** Start **
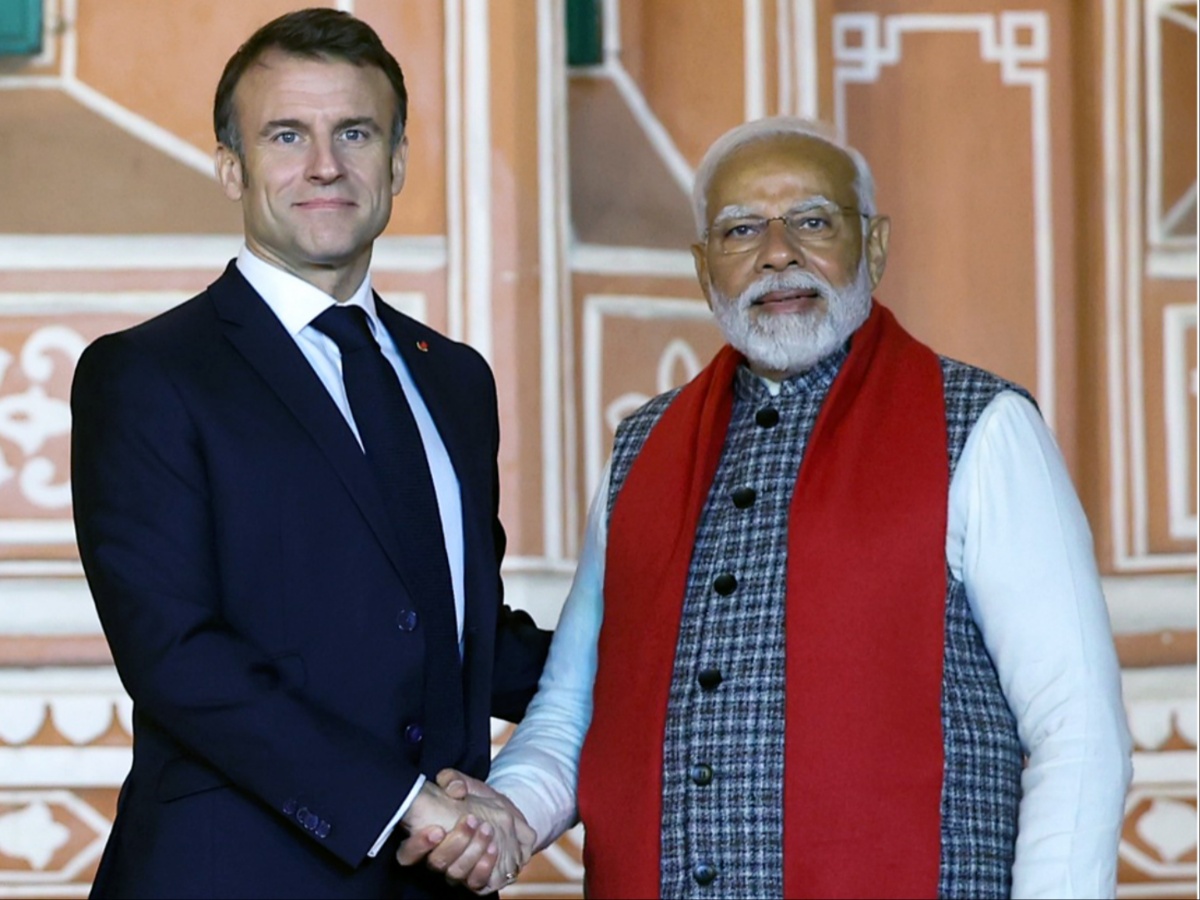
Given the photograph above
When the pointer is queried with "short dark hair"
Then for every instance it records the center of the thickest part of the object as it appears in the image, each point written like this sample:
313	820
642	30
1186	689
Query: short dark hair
313	34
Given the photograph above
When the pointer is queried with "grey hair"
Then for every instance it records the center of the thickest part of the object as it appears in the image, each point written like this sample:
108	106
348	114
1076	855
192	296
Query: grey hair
763	130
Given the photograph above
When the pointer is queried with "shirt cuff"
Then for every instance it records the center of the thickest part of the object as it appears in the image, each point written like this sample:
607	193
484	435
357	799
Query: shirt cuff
395	820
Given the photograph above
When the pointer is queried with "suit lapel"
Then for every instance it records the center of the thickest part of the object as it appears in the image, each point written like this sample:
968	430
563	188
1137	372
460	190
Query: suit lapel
433	375
249	323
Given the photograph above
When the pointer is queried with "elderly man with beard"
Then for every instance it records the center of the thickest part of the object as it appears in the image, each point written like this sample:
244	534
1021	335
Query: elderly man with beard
837	625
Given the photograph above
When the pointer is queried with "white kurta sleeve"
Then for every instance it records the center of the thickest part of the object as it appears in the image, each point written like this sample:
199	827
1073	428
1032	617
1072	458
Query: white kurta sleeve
1020	543
538	769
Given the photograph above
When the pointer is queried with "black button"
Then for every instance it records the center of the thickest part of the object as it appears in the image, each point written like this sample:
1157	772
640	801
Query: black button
767	418
744	497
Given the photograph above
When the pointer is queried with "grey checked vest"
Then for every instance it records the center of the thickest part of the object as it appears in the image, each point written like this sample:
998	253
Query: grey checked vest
723	777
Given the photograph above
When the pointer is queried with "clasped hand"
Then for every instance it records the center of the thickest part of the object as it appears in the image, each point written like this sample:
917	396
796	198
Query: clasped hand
468	832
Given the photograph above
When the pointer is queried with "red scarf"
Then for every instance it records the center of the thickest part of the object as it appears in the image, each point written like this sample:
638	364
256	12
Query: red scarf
865	618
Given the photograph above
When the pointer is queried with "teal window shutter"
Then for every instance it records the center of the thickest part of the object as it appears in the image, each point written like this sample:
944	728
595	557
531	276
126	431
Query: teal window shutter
21	28
585	43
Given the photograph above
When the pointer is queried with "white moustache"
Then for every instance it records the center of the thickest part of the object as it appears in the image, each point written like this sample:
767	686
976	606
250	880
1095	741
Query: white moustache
783	281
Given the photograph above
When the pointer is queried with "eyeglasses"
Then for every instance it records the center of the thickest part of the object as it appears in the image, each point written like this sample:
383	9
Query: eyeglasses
809	225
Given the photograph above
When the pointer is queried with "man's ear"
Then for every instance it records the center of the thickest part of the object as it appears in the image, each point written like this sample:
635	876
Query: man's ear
399	166
700	256
229	172
877	249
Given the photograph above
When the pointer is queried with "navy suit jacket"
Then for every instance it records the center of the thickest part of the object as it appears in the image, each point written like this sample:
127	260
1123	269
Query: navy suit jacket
287	691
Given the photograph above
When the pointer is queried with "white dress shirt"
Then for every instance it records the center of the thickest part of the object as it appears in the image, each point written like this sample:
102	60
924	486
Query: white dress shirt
297	303
1019	541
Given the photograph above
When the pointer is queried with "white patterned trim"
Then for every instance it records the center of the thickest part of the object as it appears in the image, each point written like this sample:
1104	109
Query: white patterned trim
1020	64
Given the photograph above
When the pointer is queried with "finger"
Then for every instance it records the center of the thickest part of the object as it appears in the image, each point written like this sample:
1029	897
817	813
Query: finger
454	844
481	875
453	783
417	846
483	849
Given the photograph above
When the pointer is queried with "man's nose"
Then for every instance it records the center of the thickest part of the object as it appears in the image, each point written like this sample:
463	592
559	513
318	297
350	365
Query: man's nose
324	163
779	249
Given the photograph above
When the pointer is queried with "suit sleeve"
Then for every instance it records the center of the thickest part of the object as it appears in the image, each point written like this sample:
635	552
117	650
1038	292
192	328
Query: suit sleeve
145	527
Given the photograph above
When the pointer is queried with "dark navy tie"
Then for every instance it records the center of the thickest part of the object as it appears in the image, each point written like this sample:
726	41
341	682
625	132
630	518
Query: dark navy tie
395	454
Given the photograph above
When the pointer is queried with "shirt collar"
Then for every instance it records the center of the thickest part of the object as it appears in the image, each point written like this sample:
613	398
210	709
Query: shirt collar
294	301
816	378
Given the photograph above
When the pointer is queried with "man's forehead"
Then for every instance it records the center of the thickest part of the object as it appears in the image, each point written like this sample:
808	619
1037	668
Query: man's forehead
798	159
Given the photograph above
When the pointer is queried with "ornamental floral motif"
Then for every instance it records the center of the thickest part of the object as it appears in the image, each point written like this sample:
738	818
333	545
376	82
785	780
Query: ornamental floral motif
30	419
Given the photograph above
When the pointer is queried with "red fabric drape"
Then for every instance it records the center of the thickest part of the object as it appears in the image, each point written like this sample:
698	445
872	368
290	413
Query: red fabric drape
865	618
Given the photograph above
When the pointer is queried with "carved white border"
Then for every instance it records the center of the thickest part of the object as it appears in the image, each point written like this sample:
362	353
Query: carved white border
559	505
1123	303
54	531
597	309
1169	256
1180	385
754	89
796	36
54	883
639	107
1000	41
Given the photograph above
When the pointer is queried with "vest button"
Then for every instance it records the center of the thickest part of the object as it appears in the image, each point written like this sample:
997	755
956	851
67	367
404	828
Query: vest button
767	418
744	497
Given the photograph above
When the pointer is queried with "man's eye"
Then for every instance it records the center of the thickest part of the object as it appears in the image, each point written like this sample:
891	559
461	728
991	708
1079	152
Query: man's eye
743	229
811	223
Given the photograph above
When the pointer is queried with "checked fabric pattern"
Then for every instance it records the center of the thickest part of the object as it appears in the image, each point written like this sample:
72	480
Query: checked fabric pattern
735	822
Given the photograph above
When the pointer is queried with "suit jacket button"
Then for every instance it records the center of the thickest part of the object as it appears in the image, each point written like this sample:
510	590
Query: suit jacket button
766	418
725	583
709	678
744	497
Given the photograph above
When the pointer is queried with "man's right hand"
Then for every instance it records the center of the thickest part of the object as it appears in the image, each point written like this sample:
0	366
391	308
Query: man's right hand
466	853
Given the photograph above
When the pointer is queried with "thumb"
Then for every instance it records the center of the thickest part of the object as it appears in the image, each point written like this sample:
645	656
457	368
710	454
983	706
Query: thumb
454	783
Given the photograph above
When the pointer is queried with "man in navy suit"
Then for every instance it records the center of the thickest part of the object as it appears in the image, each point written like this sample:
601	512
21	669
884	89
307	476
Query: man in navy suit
300	589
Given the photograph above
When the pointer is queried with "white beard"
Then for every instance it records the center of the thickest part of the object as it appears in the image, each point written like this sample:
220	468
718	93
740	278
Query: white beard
792	342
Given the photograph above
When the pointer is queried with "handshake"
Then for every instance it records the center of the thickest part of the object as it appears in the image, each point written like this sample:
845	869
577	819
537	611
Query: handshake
** End **
◆ Required task:
Return all the entries word for word, but omit any pictures they contain.

◆ Reply:
Given the photograph above
When the pointer is queried with "short dark hair"
Then for every instance it records the center of the thickest part of the object as it appears in the image, each point written like this sample:
313	820
642	30
1186	689
Query: short dark hair
313	34
Given the photograph above
When the pointer is queried with "grey hair"
Then for every instance it records the center of the thickest part of the object as it appears in the image, each point written like this sample:
108	106
348	114
1076	855
192	296
Query: grey hair
763	130
Given the photograph above
When the pointer is queried with "shirt cuff"
Then for every instance it records the center of the thickest part of the object as it appears in the image, each point written like this sample:
607	193
484	435
357	799
Query: shirt cuff
395	820
Given the photograph above
When the pointer is queried with "suit lapel"
Then for every instance it records the center of the thickest part of the object as it appears in the image, each point written like this sample:
968	430
563	188
1137	372
460	190
Query: suit lapel
433	375
249	323
Given the photograph above
When the pointer is queried with "elderly man with beard"
Then for every instance it records the center of the thickest part of the object as it appears in the image, each point written like this sample:
244	534
1021	335
Query: elderly man with beard
837	625
Given the photograph above
When the pointer is queried with "white kurta sleeve"
Then for every instance it records the center of the thickest part of the object as it appears in the image, each point written like this sample:
199	827
1073	428
1032	617
1072	458
Query: white kurta sleeve
1020	543
538	769
Given the photograph above
When the pointer is queried with "black button"
Then for every instance it records the center of the thickest part of the object as it appears in the image, each point written like this sample:
1157	772
640	801
Query: black button
767	418
744	497
Given the photograph above
When the pointer is queried with "grey checked vest"
Then for every instance it records the center of the thickest part of the object as it appears in the image, each point written like this sample:
998	253
Query: grey checked vest
723	777
Given the photograph above
When the pointer is queried with "clasped hand"
Then for every instance it records the center of the thickest part of the object as it appears in the image, each point written like this sample:
917	396
796	198
Query: clasped hand
468	832
Given the photograph above
When the pointer is queried with "red scarf"
Then for every instance it records the center of the thickest part of the object as it appears in the image, each point written like this sample:
638	364
256	12
Query: red scarf
865	618
Given the photograph above
When the pointer is queried with "teal window shutter"
Then for every instance it records the center of the thickest part of the object as it appears in the image, each point written like this sample:
944	728
595	557
531	276
126	431
Query: teal window shutter
21	28
585	43
Given the photograph above
When the pointer is queried with "white moustache"
Then for every instance it records the center of the thickest part of the object as it appears in the image, each point written like this sample:
767	686
976	606
250	880
1095	741
Query: white moustache
783	281
Given the photograph above
When the pointer is queried with "eyeglasses"
Then for every instance it records the center of the thickest part of the object as it appears in the image, each point written like this sample:
383	9
Query: eyeglasses
809	225
Given the photograph above
When the pointer is queried with "man's ear"
Then for every instance it records the center of the thickest part of the object as it appears in the image, each point written like this sample:
635	876
Query: man's ear
399	166
700	256
229	172
877	249
Given the photograph above
When the pointer is queried with "navy suit jacket"
Then for every instance it records the center of the thickest part of the object as it appears in the image, each point written like this sample:
127	260
1123	269
Query: navy suit jacket
287	691
Given the photograph above
When the pointer is queried with "white dress shirt"
Then for every instance it records the center of the thickest part of the object as it appears in the image, each point written like this sample:
102	60
924	486
Query: white dress shirt
297	303
1019	541
Given the photograph above
When the pointer is queried with "white patterned trim"
Then for every instance it records the center of the thickest part of the object as it appears in the image, each point written like this sample:
1104	109
Query: white patterned trim
1020	64
Given the photograph above
When the pointer is queried with "finger"
Then for every instance it records the center of the thickest part of the object as it appears in the image, each point written like this sample:
1029	897
817	813
Query: finger
454	844
481	875
453	783
417	846
483	849
Given the photograph above
When the pointer is queried with "man's nose"
Then for every instance it records the center of the thickest part of the object as it appears in the image, each point written like this sample:
463	592
559	513
318	297
350	365
Query: man's nose
324	163
779	249
Given the photograph above
When the pointer is queried with "suit sleeve"
Then for every instance it records the center of the thickest part of the object as it appears in the image, each point written like this sample:
635	552
117	650
1038	292
192	328
Query: suit sleeve
145	527
Given the photograph above
When the pointer is queried with "dark navy tie"
Then for every instance it records the center of the thickest part of the object as it appears in the image, each point written like this sample:
726	41
341	682
625	132
630	518
Query: dark navy tie
395	454
Given the photograph above
When the pointer is queried with "shirt collar"
Then for every instance it records the center of the thickest part of the object as it appears in the image, each point written like this sample:
613	398
210	709
Query: shirt collar
294	301
816	378
Given the photograph above
When the pointer is queried with "man's forehead"
Then for every instance it records the center of the thickest part of the object as it appears in the image, each point written like this sample:
808	619
1037	668
Query: man's forehead
798	159
Given the photograph above
When the pointer is queried with "ornamental floral motif"
Then for every instance it records the center of the thickest part of the object as it appears in the image, each point written like this sample:
738	818
333	545
376	82
785	780
Query: ornamental floral motif
30	419
Given the photograph above
When the pointer is queried with "red fabric drape"
Then for every instance it records the center of the thickest part of the object as it appears in the image, each point written like this sample:
698	445
872	368
290	413
Query: red fabric drape
865	618
Given the photograph above
When the pointer is queried with "carved white border"
Then for every instance it records the center of the thickest part of the object as it appears in the image, each point written like this sample:
362	353
Query: carved white border
559	505
1123	303
54	531
597	309
1169	256
1180	385
754	89
796	36
54	883
639	107
1000	41
Given the photograph above
When the pointer is queried with "vest button"
Then for every instance it records the center of the thickest part of the object as it appears in the image, each point written like this sample:
997	755
956	851
67	367
404	828
Query: vest button
767	418
744	497
Given the photograph above
When the pointer is queried with "man's eye"
Then for every instance it records the center of the thickest part of the object as it appears in the image, each point written like this sample:
891	559
461	728
991	708
1079	152
Query: man's eye
743	229
811	223
Given the photograph above
When the pointer is queried with "checked fabric pattern"
Then for every instance it records the center of the thickest part of the object as it appears in the image, each point written like this sample:
72	480
Query: checked fabric pattern
735	822
Given the photograph above
When the pointer is queried with "suit jacket button"
Then for every instance it records the center of the thickest part of the object as it appears in the image, each point written like this sample:
510	590
Query: suit jacket button
766	418
725	583
709	678
744	497
Given the photograph above
When the pointer is queried with "man's right hand"
Then for every instance it records the center of the thickest part of the object as it appears in the image, each point written like this sample:
0	366
391	308
Query: man's right hand
466	853
Given the photograph above
When the pointer is queried with "thumb"
Then for every instance it records the center of the thickest part of the object as it appears in the image, each point written like this sample:
645	656
457	368
710	454
983	706
Query: thumb
454	783
Given the photograph above
When the pointer is queried with "man in navy suit"
Then for every instance it records the center of the thickest part of the object as it appears in the image, each point written like this sample:
601	512
21	669
884	89
307	476
Query: man in navy suit
300	589
Given the photograph above
When the pointer is queried with "white beard"
Then for every instance it records the center of the thickest part of the object as it appears in the image, each point written like this sample:
220	468
718	93
740	278
Query: white beard
792	342
Given the photograph above
When the pointer is queried with "handshake"
Then for every instance it records the center of the thickest part of the object as it appears in the image, each point written like this sample:
845	869
577	819
537	611
Query: handshake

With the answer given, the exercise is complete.